# [EXERCISE PROMPT]
Please convert the items, starting at the line that contains "the pool coping" and ending at the line that contains "column 510, row 304", both lines included, into a two-column CSV with the headers item_text and answer. Give one row per item, with each value in a single quoted field and its line breaks replaced by spaces.

▶

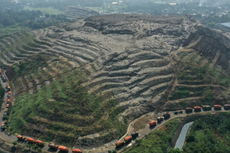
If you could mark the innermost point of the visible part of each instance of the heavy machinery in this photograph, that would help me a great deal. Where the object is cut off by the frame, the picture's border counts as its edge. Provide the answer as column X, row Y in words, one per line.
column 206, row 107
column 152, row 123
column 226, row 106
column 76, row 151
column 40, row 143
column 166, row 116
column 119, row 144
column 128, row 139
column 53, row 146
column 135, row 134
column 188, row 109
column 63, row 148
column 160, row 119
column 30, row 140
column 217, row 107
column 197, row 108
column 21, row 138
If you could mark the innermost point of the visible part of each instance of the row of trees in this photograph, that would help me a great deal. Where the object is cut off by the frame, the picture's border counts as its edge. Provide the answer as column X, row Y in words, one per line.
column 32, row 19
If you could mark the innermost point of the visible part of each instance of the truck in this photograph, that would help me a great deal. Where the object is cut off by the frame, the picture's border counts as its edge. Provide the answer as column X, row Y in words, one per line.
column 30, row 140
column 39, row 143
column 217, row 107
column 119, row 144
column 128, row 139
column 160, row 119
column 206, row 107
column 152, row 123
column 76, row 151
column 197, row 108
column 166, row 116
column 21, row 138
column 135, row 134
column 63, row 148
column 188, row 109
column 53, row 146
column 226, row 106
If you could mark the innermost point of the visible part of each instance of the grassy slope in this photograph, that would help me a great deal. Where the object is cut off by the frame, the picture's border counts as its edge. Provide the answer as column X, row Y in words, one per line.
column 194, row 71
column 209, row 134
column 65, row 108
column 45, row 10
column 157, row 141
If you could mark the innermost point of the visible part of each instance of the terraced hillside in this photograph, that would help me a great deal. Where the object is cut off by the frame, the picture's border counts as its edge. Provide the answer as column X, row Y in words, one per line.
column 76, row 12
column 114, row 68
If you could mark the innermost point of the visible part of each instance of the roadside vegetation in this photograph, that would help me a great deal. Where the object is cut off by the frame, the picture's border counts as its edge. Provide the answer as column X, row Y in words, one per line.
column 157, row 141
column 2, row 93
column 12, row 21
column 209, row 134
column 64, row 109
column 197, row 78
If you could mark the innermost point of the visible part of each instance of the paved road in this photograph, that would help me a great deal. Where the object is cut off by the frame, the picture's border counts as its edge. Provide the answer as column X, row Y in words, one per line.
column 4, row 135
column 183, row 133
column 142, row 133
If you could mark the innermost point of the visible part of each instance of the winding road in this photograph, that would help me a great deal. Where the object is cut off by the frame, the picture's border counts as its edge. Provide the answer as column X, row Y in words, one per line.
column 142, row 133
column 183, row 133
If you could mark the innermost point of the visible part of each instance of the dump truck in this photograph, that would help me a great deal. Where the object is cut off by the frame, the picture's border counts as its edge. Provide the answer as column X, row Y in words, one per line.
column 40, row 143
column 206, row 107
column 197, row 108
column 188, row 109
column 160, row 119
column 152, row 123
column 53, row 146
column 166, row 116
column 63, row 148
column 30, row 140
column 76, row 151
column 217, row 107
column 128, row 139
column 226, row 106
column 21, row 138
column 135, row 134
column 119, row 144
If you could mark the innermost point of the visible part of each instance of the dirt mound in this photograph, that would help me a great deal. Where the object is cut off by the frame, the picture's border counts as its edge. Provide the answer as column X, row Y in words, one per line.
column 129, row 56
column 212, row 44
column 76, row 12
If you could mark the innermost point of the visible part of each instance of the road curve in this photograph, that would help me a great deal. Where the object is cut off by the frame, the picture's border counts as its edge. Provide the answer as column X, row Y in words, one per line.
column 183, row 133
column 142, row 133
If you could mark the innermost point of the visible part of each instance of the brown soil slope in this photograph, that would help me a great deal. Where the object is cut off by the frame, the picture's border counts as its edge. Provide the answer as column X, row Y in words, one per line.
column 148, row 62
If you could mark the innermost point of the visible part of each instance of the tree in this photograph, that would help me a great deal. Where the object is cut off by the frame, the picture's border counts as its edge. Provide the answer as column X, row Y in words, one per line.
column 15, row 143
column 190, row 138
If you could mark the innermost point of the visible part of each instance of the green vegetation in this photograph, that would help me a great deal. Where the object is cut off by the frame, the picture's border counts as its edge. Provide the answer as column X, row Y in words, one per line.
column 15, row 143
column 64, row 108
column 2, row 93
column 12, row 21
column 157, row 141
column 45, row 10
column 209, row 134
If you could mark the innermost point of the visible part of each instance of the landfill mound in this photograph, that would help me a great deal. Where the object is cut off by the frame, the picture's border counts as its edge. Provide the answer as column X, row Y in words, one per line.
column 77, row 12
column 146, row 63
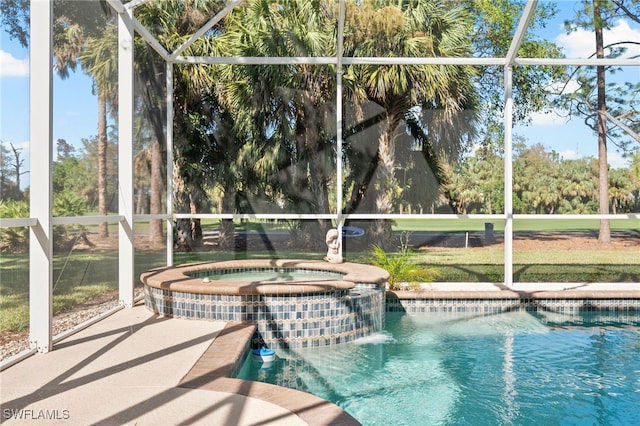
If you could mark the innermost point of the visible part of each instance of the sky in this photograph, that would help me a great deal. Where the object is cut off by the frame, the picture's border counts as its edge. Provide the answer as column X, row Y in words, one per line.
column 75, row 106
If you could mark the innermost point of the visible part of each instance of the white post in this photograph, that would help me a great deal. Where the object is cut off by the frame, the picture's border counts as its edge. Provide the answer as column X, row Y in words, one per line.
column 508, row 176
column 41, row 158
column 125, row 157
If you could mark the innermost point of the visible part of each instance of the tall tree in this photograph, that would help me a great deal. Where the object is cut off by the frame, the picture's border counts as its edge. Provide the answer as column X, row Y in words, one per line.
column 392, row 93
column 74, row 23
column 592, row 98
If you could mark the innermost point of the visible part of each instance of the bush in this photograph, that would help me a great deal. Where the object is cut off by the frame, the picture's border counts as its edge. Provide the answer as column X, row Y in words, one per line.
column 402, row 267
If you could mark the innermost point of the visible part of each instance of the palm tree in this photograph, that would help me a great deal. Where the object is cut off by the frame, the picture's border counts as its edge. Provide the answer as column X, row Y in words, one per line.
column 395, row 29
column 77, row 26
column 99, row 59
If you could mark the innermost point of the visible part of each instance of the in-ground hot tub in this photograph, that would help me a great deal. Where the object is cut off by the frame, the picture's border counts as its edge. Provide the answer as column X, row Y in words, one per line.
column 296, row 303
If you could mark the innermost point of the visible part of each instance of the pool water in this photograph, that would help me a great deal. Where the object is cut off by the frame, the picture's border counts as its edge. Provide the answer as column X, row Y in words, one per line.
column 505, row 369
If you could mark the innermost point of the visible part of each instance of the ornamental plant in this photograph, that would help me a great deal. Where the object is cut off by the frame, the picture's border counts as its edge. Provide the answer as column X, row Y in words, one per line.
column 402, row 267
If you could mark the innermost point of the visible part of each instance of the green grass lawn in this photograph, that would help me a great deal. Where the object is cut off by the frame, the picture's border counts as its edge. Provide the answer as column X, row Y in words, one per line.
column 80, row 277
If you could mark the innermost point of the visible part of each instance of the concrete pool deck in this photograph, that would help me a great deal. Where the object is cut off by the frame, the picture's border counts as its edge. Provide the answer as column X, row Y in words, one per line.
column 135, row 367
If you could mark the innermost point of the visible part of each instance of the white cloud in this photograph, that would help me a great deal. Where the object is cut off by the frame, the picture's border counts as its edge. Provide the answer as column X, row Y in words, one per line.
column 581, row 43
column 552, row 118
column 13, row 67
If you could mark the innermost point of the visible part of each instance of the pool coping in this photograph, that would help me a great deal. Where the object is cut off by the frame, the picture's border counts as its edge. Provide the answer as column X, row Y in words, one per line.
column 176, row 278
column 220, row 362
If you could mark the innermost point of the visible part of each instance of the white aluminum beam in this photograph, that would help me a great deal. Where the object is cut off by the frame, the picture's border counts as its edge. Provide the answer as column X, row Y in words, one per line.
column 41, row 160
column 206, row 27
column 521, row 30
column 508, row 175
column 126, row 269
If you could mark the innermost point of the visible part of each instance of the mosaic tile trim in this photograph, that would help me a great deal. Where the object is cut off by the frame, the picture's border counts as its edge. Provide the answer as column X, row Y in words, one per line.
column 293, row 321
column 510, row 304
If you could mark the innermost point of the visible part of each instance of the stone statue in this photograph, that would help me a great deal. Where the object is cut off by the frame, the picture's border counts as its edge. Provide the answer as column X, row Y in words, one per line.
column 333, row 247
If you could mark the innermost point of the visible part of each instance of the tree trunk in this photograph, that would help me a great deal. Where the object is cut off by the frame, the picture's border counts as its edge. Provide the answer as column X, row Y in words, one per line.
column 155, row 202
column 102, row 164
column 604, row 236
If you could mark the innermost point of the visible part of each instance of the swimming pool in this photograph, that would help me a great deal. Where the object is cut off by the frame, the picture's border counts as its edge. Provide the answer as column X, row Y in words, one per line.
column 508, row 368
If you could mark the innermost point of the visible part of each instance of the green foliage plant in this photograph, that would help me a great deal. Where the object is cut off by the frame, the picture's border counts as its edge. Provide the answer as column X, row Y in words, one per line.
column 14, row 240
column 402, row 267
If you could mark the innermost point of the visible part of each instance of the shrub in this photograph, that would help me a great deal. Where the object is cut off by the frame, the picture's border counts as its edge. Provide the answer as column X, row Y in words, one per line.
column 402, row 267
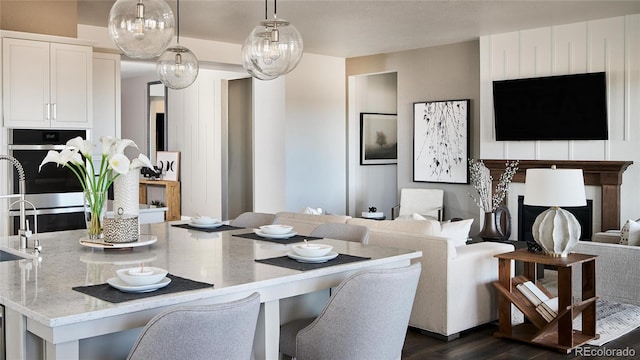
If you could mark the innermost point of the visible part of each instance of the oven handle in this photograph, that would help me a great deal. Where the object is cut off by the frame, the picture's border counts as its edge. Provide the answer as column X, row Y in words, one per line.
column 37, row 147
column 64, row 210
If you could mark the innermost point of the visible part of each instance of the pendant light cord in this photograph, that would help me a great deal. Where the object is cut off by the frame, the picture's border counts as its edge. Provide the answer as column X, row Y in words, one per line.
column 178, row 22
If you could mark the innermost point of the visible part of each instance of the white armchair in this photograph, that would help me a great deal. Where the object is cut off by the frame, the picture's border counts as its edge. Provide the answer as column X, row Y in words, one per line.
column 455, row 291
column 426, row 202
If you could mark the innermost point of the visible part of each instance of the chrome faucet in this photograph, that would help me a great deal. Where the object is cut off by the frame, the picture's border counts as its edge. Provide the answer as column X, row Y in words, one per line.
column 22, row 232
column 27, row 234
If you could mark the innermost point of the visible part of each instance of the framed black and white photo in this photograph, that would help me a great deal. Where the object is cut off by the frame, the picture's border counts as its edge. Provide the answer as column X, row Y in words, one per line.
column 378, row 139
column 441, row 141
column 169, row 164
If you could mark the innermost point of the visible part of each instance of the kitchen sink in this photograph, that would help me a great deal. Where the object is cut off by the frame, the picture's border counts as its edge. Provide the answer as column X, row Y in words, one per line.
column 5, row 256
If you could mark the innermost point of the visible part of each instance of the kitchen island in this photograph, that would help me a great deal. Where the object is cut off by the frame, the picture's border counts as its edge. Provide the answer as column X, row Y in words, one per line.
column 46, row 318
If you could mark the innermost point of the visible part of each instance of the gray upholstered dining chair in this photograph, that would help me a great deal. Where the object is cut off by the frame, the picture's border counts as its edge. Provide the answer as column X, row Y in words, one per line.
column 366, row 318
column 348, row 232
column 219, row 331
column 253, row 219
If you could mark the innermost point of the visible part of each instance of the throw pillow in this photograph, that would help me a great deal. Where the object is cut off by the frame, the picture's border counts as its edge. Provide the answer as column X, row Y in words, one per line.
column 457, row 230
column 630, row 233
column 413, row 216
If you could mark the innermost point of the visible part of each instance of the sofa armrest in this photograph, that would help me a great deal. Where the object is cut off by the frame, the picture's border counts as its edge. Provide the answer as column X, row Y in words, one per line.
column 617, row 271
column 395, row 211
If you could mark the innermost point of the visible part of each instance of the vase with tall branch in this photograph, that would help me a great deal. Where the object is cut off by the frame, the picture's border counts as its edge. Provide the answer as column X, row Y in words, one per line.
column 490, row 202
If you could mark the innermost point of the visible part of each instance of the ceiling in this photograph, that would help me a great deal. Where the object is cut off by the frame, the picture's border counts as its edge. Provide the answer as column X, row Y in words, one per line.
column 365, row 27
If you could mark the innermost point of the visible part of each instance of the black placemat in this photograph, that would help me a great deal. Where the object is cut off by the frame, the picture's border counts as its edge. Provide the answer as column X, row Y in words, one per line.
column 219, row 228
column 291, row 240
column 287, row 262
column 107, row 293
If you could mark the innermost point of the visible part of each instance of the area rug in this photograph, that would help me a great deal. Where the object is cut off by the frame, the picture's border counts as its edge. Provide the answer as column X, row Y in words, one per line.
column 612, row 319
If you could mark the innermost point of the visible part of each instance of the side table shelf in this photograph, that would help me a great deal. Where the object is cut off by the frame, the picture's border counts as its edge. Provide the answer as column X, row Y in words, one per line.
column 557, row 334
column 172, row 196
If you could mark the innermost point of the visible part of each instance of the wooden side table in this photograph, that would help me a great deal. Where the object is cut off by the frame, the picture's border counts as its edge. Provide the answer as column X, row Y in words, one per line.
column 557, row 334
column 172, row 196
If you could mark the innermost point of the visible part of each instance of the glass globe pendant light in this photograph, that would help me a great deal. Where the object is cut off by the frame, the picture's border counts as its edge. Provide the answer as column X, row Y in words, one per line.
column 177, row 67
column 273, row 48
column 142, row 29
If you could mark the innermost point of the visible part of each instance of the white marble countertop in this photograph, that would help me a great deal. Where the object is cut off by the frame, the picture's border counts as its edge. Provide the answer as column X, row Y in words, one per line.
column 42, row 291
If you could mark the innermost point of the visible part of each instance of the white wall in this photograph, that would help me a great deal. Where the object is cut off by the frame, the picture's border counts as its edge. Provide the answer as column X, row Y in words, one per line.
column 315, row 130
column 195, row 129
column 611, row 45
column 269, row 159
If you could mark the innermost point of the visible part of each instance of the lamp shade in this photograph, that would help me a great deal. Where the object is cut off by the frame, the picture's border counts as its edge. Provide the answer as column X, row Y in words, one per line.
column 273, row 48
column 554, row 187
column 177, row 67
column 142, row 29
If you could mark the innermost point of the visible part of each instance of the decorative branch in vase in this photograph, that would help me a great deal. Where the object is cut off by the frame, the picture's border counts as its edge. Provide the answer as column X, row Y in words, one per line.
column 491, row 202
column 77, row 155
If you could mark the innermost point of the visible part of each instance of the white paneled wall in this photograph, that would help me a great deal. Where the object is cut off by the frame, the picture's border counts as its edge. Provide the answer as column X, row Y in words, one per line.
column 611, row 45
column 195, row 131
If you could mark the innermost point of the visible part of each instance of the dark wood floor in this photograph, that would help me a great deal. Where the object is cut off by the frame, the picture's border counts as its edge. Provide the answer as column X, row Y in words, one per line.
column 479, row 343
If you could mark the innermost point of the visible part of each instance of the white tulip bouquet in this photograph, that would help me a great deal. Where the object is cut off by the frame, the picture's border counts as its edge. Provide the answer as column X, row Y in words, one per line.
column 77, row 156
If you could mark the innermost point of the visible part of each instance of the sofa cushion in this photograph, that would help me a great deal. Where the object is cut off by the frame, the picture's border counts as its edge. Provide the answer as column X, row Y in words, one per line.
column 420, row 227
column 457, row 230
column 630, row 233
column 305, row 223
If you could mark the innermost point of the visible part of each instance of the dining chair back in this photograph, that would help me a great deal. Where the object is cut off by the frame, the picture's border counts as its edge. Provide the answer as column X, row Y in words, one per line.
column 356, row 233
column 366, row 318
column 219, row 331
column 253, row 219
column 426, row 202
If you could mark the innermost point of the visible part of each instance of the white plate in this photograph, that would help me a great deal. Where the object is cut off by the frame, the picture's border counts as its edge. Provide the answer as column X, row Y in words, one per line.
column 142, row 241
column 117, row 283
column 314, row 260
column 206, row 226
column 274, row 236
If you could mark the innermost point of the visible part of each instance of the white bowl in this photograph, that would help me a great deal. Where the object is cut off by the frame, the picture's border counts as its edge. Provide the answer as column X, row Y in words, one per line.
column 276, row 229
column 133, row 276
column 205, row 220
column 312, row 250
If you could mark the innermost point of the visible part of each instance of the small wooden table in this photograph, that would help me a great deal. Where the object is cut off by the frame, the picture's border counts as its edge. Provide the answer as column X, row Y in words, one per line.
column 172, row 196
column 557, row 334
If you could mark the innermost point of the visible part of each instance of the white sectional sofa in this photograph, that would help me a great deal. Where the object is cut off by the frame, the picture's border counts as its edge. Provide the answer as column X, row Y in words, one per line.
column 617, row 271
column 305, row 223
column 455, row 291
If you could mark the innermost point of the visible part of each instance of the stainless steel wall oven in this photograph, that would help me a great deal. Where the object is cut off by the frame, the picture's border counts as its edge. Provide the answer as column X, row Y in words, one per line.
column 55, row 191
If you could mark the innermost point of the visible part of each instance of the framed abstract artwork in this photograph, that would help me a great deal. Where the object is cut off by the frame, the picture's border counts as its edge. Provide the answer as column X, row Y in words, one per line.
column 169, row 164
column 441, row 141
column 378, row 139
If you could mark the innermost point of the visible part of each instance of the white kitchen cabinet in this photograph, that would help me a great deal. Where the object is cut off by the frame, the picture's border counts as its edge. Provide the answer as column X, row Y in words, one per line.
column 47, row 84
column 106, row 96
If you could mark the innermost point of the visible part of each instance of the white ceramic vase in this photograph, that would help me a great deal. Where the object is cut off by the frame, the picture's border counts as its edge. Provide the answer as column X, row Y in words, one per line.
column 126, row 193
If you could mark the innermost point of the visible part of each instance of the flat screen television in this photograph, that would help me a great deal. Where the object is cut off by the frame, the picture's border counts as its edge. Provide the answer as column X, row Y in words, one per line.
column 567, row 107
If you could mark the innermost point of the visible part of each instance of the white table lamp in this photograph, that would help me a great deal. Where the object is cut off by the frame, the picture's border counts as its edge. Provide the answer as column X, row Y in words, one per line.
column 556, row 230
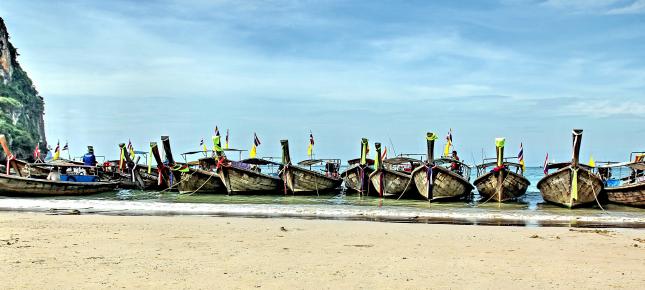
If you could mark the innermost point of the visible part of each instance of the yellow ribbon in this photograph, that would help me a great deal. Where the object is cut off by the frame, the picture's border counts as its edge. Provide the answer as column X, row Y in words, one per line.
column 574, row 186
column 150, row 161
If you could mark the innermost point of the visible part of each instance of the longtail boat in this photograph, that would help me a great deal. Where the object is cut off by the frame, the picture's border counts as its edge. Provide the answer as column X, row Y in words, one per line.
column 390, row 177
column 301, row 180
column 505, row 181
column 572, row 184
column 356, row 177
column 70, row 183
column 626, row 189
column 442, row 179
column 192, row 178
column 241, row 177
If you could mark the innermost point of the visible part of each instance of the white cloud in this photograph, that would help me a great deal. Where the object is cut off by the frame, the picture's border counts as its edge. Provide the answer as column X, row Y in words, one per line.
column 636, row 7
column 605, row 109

◀

# [FULL OUTPUT]
item_text,answer
"If you could mark the innermost point of the visible part of each instance of the pool coping in this photograph, that would help me a great deal. Where the object is cut off by the frame, the picture's border counts as its edge. Provide the answer as column X, row Y in words, one per line.","column 176, row 278 column 220, row 362"
"If you could mark the innermost point of the visible part of each instance of the white aluminum beam in this photograph, that would help me a great deal. Where the object is cut off by the frame, the picture's border counts as its edge. Provide the answer as column X, row Y in words, one per line.","column 41, row 160 column 206, row 27 column 521, row 30 column 508, row 175 column 126, row 269"
"If you could mark the innermost point of the visible part of each instance of the mosaic tile trim in this photograph, that would help me a great deal. Where the object is cut off by the frame, the picture's border counts as its edge. Provide the answer as column X, row Y in words, one per line.","column 293, row 321 column 510, row 304"